- WRITTEN REQUEST
Scale the part of the listing between the line holding "query: the noun phrase to segment: green" and the line holding "[[[29,13],[29,9],[26,9],[25,12],[26,12],[26,13]]]", inclusive. Rewrite those lines with the requests unchanged, multiplying every coordinate in the answer outlines by 0.35 and rounding to whole numbers, halves up.

- TASK INPUTS
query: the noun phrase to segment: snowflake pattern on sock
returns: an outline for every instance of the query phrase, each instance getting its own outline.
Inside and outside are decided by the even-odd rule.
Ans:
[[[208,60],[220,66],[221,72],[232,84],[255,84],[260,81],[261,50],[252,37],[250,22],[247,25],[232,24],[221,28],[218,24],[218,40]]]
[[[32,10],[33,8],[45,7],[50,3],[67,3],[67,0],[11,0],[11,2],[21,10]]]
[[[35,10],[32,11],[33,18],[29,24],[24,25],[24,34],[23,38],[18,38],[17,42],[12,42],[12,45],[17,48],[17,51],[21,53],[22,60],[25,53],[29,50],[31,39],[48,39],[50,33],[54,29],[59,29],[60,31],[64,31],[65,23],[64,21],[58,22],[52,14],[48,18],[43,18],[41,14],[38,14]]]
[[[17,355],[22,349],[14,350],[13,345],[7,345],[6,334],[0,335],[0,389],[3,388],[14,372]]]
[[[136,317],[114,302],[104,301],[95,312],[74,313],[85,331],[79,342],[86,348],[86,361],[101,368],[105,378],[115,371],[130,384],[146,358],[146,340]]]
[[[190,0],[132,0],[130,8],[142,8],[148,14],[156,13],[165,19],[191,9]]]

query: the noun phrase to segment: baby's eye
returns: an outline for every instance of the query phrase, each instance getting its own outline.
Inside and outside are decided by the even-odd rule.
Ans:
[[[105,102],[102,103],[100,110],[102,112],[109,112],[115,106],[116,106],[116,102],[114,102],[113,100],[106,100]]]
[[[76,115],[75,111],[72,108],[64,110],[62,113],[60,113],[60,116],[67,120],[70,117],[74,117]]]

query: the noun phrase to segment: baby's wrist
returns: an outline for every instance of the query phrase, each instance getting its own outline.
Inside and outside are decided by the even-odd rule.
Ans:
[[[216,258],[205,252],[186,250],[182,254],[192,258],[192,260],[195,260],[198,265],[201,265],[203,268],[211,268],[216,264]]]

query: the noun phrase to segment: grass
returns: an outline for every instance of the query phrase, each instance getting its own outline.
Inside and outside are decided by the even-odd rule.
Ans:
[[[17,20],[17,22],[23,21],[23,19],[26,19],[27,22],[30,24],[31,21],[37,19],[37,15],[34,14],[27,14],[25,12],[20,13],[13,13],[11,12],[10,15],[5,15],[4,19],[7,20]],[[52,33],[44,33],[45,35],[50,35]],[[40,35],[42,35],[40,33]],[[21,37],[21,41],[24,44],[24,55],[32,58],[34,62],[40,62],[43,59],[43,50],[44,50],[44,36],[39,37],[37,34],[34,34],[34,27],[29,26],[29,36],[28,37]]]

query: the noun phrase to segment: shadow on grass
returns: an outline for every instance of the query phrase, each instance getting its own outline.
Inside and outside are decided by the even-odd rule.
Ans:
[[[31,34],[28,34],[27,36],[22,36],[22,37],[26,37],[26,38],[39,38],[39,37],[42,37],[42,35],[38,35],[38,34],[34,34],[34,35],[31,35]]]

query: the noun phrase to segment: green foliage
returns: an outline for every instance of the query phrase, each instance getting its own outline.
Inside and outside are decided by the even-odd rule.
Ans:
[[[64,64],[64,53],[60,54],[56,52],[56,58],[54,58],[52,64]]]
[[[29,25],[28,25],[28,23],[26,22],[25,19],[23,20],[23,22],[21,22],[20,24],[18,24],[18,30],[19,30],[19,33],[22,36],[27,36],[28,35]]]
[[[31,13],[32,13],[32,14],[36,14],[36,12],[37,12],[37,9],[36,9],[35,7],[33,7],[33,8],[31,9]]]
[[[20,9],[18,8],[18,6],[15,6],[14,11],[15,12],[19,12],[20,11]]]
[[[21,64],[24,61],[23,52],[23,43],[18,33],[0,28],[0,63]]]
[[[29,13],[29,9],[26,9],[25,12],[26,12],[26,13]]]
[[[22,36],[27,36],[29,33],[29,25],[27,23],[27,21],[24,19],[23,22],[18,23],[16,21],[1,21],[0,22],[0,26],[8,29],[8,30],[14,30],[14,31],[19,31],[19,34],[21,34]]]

- WRITTEN ANSWER
query: the noun phrase to segment: green foliage
returns: an outline for every instance of the query phrase, each instance getting its own outline.
Inside and outside are decided by the even-odd rule.
Ans:
[[[22,22],[22,19],[21,19],[20,18],[20,20],[19,20],[18,22]]]
[[[10,9],[10,9],[10,8],[9,8],[9,7],[8,7],[8,8],[7,8],[7,8],[6,8],[6,11],[7,11],[7,12],[8,13],[9,13],[10,12]]]
[[[11,5],[11,5],[11,5],[13,5],[13,4],[13,4],[13,3],[13,3],[12,2],[12,2],[12,3],[11,3]]]
[[[7,3],[6,3],[6,2],[5,2],[5,4],[5,4],[7,4],[7,4]]]
[[[7,22],[8,21],[8,18],[8,15],[6,12],[0,10],[0,22]]]
[[[10,5],[10,3],[9,3],[9,4],[9,4],[9,5]]]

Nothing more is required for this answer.